Records from an annotation dataset
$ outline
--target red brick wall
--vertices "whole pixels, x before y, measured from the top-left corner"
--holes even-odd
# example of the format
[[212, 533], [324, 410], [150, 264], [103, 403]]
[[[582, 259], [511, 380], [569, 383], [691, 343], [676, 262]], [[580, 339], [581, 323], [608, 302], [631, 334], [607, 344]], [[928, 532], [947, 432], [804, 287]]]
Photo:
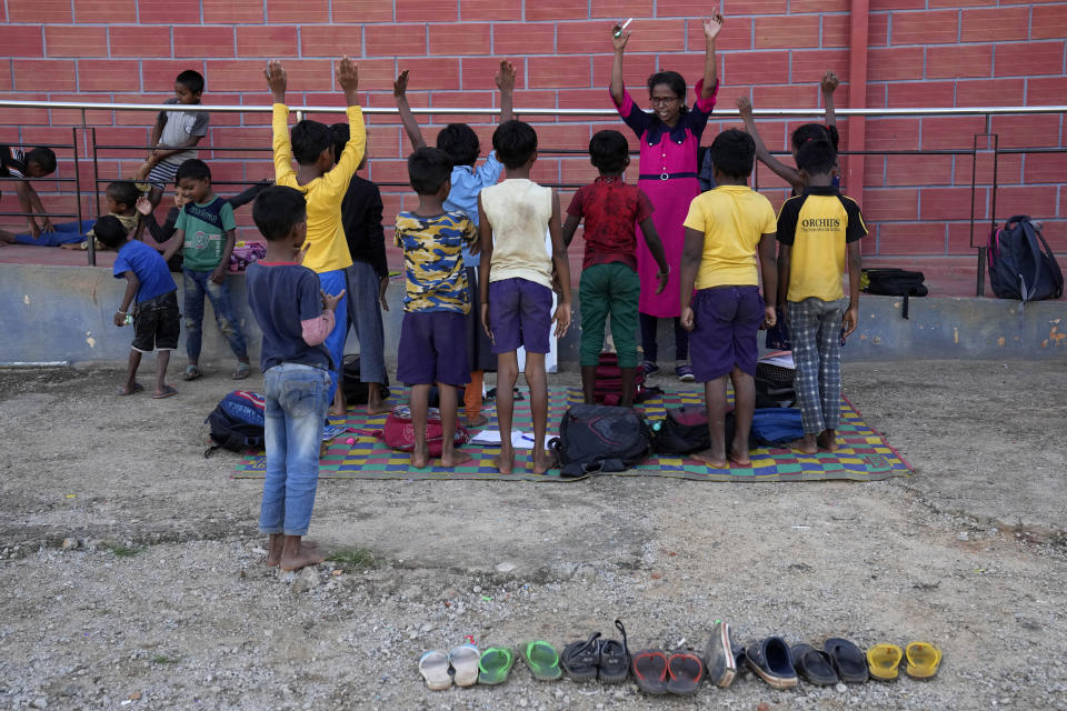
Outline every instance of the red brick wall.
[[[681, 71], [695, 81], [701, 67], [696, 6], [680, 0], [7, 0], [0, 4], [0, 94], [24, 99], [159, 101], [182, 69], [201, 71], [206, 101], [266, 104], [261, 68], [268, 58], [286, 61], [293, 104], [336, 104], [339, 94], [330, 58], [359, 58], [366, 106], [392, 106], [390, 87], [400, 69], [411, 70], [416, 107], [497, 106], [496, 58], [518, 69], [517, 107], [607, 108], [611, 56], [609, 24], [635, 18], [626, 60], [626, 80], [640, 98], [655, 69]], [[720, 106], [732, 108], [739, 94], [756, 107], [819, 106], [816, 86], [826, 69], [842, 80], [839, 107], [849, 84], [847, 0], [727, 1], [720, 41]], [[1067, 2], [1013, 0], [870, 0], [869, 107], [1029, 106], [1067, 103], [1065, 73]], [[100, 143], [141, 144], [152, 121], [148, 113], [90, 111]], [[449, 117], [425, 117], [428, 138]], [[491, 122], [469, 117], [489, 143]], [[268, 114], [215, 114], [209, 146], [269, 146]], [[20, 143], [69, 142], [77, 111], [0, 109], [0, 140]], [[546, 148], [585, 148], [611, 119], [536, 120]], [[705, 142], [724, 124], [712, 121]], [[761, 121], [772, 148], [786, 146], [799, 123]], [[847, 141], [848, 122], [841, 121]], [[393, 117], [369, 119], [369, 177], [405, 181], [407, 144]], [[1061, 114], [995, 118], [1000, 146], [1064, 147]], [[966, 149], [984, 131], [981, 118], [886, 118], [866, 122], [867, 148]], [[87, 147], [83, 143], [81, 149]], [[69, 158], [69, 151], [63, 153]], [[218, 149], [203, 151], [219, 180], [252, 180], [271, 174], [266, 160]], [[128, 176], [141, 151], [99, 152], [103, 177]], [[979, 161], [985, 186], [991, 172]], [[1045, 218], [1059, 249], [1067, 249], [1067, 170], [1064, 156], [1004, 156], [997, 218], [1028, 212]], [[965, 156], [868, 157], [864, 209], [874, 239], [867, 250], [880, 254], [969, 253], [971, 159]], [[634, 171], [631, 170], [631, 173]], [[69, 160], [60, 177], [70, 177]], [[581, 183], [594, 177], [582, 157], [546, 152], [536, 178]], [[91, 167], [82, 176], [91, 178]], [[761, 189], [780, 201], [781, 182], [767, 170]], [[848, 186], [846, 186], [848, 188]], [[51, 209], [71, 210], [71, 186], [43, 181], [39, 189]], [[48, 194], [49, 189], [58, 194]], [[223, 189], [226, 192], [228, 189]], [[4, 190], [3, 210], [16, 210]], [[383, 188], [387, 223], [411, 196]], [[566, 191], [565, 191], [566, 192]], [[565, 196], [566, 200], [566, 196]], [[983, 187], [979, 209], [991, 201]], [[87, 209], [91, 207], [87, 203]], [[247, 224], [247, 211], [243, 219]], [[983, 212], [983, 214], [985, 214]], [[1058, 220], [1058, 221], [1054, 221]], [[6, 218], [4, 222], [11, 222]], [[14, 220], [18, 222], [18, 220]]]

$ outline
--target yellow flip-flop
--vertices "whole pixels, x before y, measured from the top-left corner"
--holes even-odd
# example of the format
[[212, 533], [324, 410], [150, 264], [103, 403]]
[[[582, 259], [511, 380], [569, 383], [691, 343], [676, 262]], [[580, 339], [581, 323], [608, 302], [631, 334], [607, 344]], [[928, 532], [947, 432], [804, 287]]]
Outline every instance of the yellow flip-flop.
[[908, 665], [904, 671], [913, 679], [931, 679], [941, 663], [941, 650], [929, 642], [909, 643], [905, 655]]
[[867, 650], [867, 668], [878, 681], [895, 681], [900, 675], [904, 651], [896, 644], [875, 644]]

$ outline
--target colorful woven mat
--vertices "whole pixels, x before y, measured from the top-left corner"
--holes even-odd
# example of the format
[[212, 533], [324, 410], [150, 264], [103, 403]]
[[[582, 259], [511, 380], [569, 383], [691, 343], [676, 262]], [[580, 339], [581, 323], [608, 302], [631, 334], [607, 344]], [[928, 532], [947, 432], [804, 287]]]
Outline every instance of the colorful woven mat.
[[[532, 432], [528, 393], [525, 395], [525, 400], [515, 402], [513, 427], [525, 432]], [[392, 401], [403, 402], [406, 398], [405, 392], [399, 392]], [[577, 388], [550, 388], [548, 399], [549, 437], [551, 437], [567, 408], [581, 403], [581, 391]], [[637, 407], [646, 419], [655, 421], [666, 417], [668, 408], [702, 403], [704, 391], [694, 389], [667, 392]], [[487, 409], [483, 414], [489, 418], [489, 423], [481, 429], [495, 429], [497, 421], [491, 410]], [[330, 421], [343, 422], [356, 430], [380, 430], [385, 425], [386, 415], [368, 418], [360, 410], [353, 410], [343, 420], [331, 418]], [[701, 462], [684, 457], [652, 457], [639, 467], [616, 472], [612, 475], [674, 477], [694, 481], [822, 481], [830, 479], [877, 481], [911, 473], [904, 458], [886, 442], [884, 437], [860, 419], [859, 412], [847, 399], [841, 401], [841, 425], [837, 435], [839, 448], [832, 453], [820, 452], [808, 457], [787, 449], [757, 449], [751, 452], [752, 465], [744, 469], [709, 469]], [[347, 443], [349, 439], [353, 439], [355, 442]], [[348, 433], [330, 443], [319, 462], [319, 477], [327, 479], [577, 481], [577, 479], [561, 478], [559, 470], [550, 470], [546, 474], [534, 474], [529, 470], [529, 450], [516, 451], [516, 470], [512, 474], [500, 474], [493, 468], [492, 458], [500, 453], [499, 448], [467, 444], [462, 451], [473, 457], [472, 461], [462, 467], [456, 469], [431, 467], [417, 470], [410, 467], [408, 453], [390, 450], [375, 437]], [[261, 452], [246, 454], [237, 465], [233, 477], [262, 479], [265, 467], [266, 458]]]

* Short problem *
Convert every line of the material above into a JSON array of strings, one string per line, and skip the blank lines. Leave any pictures out of the result.

* Answer below *
[
  "$ outline",
  "--target red brick wall",
  "--vertices \"whole pixels, x before y, measured from the top-left corner\"",
  "--holes even-odd",
  "# example of the format",
  "[[212, 533], [324, 410], [150, 264], [103, 403]]",
  "[[[582, 259], [511, 380], [569, 383], [691, 343], [676, 262]], [[580, 339], [581, 323], [608, 302], [631, 334], [607, 344]], [[928, 532], [947, 432], [804, 287]]]",
  "Photo:",
  "Outline every instance of the red brick wall.",
  "[[[681, 71], [695, 81], [701, 67], [696, 6], [680, 0], [7, 0], [0, 4], [0, 94], [24, 99], [159, 101], [182, 69], [201, 71], [206, 101], [266, 104], [261, 68], [268, 58], [286, 61], [293, 104], [336, 104], [339, 94], [330, 58], [359, 58], [366, 106], [392, 106], [390, 87], [400, 69], [411, 70], [416, 107], [497, 106], [496, 58], [518, 69], [517, 107], [607, 108], [611, 56], [609, 24], [635, 18], [626, 60], [626, 80], [640, 98], [655, 69]], [[720, 106], [732, 108], [739, 94], [756, 107], [819, 106], [816, 86], [826, 69], [842, 80], [839, 107], [849, 84], [847, 0], [727, 1], [720, 41]], [[1067, 2], [1013, 0], [870, 0], [869, 107], [1029, 106], [1067, 103], [1065, 73]], [[100, 143], [141, 144], [152, 121], [148, 113], [90, 111]], [[449, 117], [425, 117], [428, 138]], [[491, 122], [469, 117], [489, 143]], [[268, 114], [215, 114], [209, 146], [269, 146]], [[20, 143], [69, 142], [77, 111], [0, 109], [0, 140]], [[546, 148], [585, 148], [611, 119], [536, 120]], [[705, 142], [724, 124], [712, 121]], [[761, 121], [772, 148], [786, 146], [799, 123]], [[847, 141], [848, 122], [841, 121]], [[393, 117], [369, 119], [369, 177], [405, 181], [407, 144]], [[1061, 114], [995, 118], [1000, 146], [1064, 147]], [[966, 149], [984, 131], [981, 118], [886, 118], [866, 122], [867, 148]], [[87, 147], [83, 143], [81, 149]], [[69, 158], [69, 151], [63, 153]], [[218, 149], [203, 151], [219, 180], [252, 180], [271, 174], [266, 160]], [[128, 176], [141, 151], [99, 152], [103, 177]], [[979, 161], [985, 186], [991, 172]], [[1045, 218], [1059, 249], [1067, 249], [1067, 170], [1064, 156], [1004, 156], [997, 218], [1028, 212]], [[965, 156], [868, 157], [864, 209], [874, 239], [867, 250], [880, 254], [969, 253], [971, 159]], [[634, 171], [631, 170], [631, 173]], [[69, 160], [60, 177], [70, 177]], [[581, 183], [594, 177], [582, 157], [546, 152], [536, 178]], [[91, 167], [82, 176], [91, 178]], [[761, 189], [780, 201], [781, 182], [767, 170]], [[848, 186], [846, 186], [848, 188]], [[51, 209], [71, 210], [71, 186], [43, 181], [39, 189]], [[48, 194], [49, 189], [58, 194]], [[223, 189], [226, 192], [228, 189]], [[4, 190], [3, 210], [16, 210]], [[383, 188], [387, 223], [411, 196]], [[566, 191], [565, 191], [566, 192]], [[565, 196], [566, 200], [566, 196]], [[983, 187], [979, 209], [991, 201]], [[87, 209], [91, 207], [87, 203]], [[247, 224], [247, 211], [243, 219]], [[983, 212], [983, 214], [985, 214]], [[1058, 220], [1058, 221], [1054, 221]], [[6, 218], [4, 222], [11, 222]], [[14, 220], [18, 222], [18, 220]]]",
  "$ outline",
  "--target yellow flip-flop",
  "--vertices \"whole pixels, x before y, measured from the top-left corner\"",
  "--holes even-odd",
  "# example of the format",
  "[[212, 533], [324, 410], [150, 264], [103, 403]]",
  "[[[582, 259], [511, 380], [569, 383], [691, 343], [676, 262]], [[580, 339], [581, 323], [608, 302], [631, 334], [607, 344]], [[928, 532], [947, 432], [804, 287]]]",
  "Outline every instance of the yellow flip-flop.",
  "[[908, 665], [904, 671], [913, 679], [931, 679], [941, 663], [941, 650], [929, 642], [909, 643], [905, 655]]",
  "[[867, 650], [867, 668], [878, 681], [895, 681], [900, 675], [904, 651], [896, 644], [875, 644]]",
  "$ outline",
  "--target colorful woven mat",
  "--vertices \"whole pixels, x before y, measured from the top-left corner\"",
  "--holes even-odd",
  "# example of the format",
  "[[212, 533], [324, 410], [150, 264], [103, 403]]",
  "[[[582, 259], [511, 380], [569, 383], [691, 343], [676, 262]], [[580, 339], [581, 323], [608, 302], [631, 334], [607, 344]], [[928, 532], [947, 432], [804, 287]]]",
  "Outline every instance of the colorful woven mat.",
  "[[[532, 432], [528, 393], [525, 395], [525, 400], [515, 402], [513, 427], [525, 432]], [[392, 401], [403, 402], [406, 398], [405, 392], [399, 392]], [[577, 388], [550, 388], [548, 399], [549, 437], [551, 437], [567, 408], [581, 403], [581, 391]], [[637, 407], [646, 419], [655, 421], [666, 417], [668, 408], [702, 403], [704, 391], [694, 389], [667, 392]], [[487, 409], [483, 414], [489, 418], [489, 423], [481, 429], [495, 429], [497, 421], [491, 410]], [[330, 421], [343, 422], [356, 430], [380, 430], [385, 425], [386, 415], [368, 418], [360, 410], [353, 410], [343, 420], [331, 418]], [[701, 462], [684, 457], [652, 457], [639, 467], [616, 472], [612, 475], [674, 477], [694, 481], [822, 481], [830, 479], [877, 481], [911, 473], [904, 458], [886, 442], [884, 437], [860, 419], [859, 412], [847, 399], [841, 401], [841, 425], [837, 435], [839, 448], [832, 453], [820, 452], [808, 457], [787, 449], [757, 449], [751, 452], [752, 465], [744, 469], [709, 469]], [[347, 443], [349, 439], [353, 439], [355, 442]], [[348, 433], [330, 443], [319, 462], [319, 477], [327, 479], [577, 481], [577, 479], [561, 478], [559, 470], [550, 470], [546, 474], [534, 474], [529, 470], [529, 450], [516, 451], [516, 470], [512, 474], [500, 474], [493, 468], [492, 458], [500, 453], [499, 448], [467, 444], [462, 451], [473, 457], [472, 461], [462, 467], [456, 469], [431, 467], [417, 470], [410, 467], [408, 453], [390, 450], [375, 437]], [[261, 452], [246, 454], [237, 465], [233, 477], [262, 479], [265, 467], [266, 458]]]"
]